**Tasks for this exercise**
(A) Repeat word for word the passage of the article on hypnosis for children with respiratory disorders that begins at the words "To cite this" and stops after "potentiate physiologic change.".
(B) Please carry on the article on hypnosis for children with respiratory disorders from the point where its text ends.

**Text segment**
======

To cite this article:
Ran D. Anbar. Alternative and Complementary Therapies. June 2010, 16(3): 145-150. doi:10.1089/act.2010.16303.
Published in Volume: 16 Issue 3: June 18, 2010
Utilization of hypnosis as part of the care of children with respiratory disorders helps these patients achieve symptomatic relief, improves the clinician’s ability to diagnose and treat patients with complicated clinical presentations, and saves some patients from undergoing costly investigations or receiving nonessential treatments. Hypnosis can be defined as a state of inward attention during which the mind is focused on ideas of therapeutic value that can potentiate physiologic change.
There are few published randomized trials demonstrating the effectiveness of hypnosis in the management of asthma. Published case-series suggest hypnosis is of benefit for children with cystic fibrosis, dyspnea, habit cough, insomnia, or vocal-cord dysfunction. Hypnosis helps patients control their response to discomfort, which may allow reduction in the amount of pharmacologic analgesia during medical procedures such as phlebotomy or bronchoscopy.

======

**Provided material**
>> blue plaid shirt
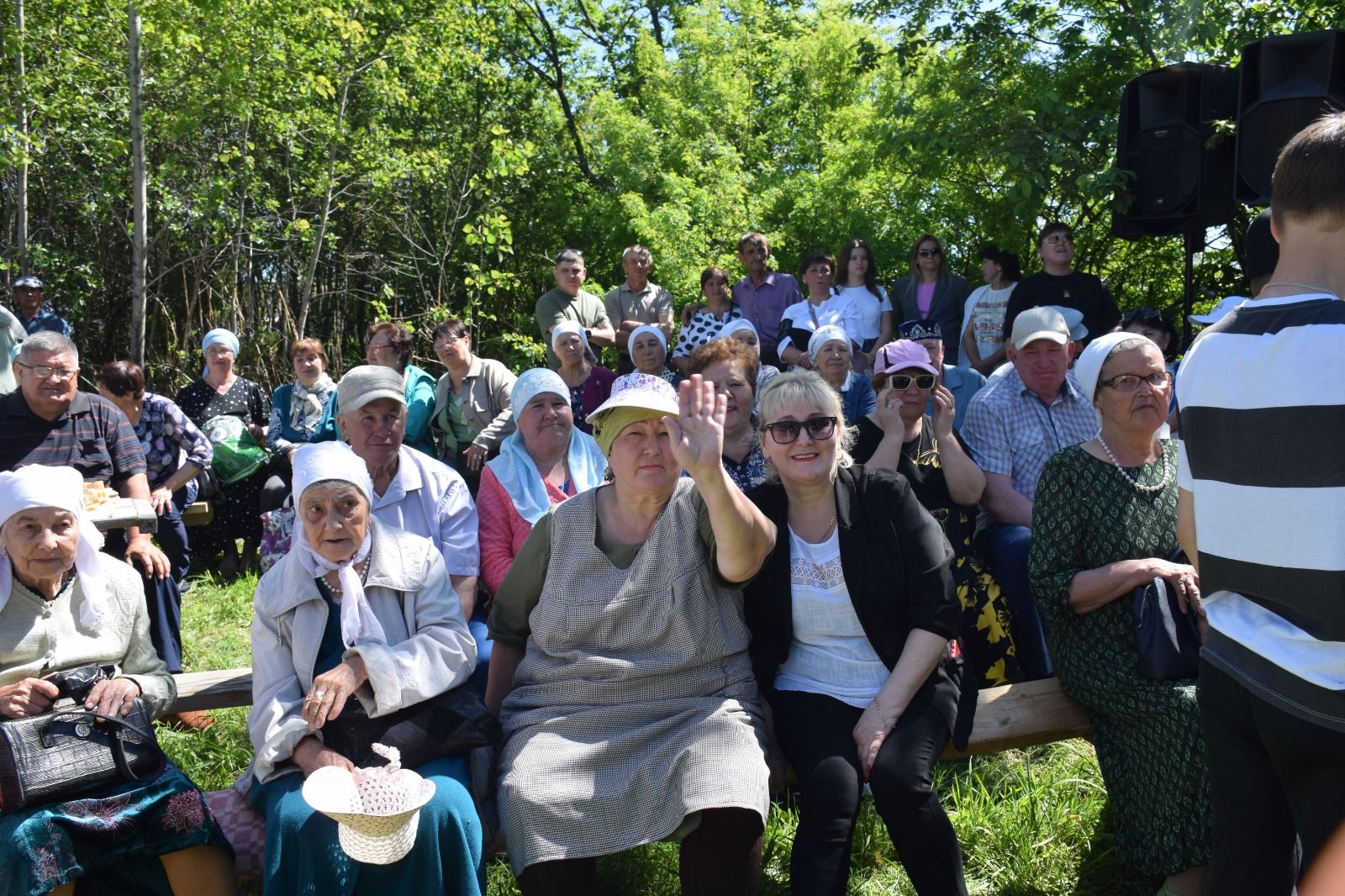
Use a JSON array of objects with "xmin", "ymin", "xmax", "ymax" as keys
[{"xmin": 960, "ymin": 365, "xmax": 1098, "ymax": 500}]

======

**Exercise answers**
(A)
To cite this article:
Ran D. Anbar. Alternative and Complementary Therapies. June 2010, 16(3): 145-150. doi:10.1089/act.2010.16303.
Published in Volume: 16 Issue 3: June 18, 2010
Utilization of hypnosis as part of the care of children with respiratory disorders helps these patients achieve symptomatic relief, improves the clinician’s ability to diagnose and treat patients with complicated clinical presentations, and saves some patients from undergoing costly investigations or receiving nonessential treatments. Hypnosis can be defined as a state of inward attention during which the mind is focused on ideas of therapeutic value that can potentiate physiologic change.

(B)
Once children decide to learn self-hypnosis, initial instruction time can require 5–30 minutes with older children and even less time with younger children. This training can be incorporated within regular medical-office appointments. Clinical hypnosis for use by various staff members at a pediatric pulmonary center is learned best through active participation in 20-hour experiential hypnosis workshops endorsed by medical hypnosis organizations. While acquiring the skills required for incorporating hypnosis into clinical practice may take relatively few hours, it is the clinician’s years of professional training that permits its appropriate use.
Conclusion: Clinical hypnosis is an efficient and effective tool for addressing the mind–body connection for children with respiratory disorders.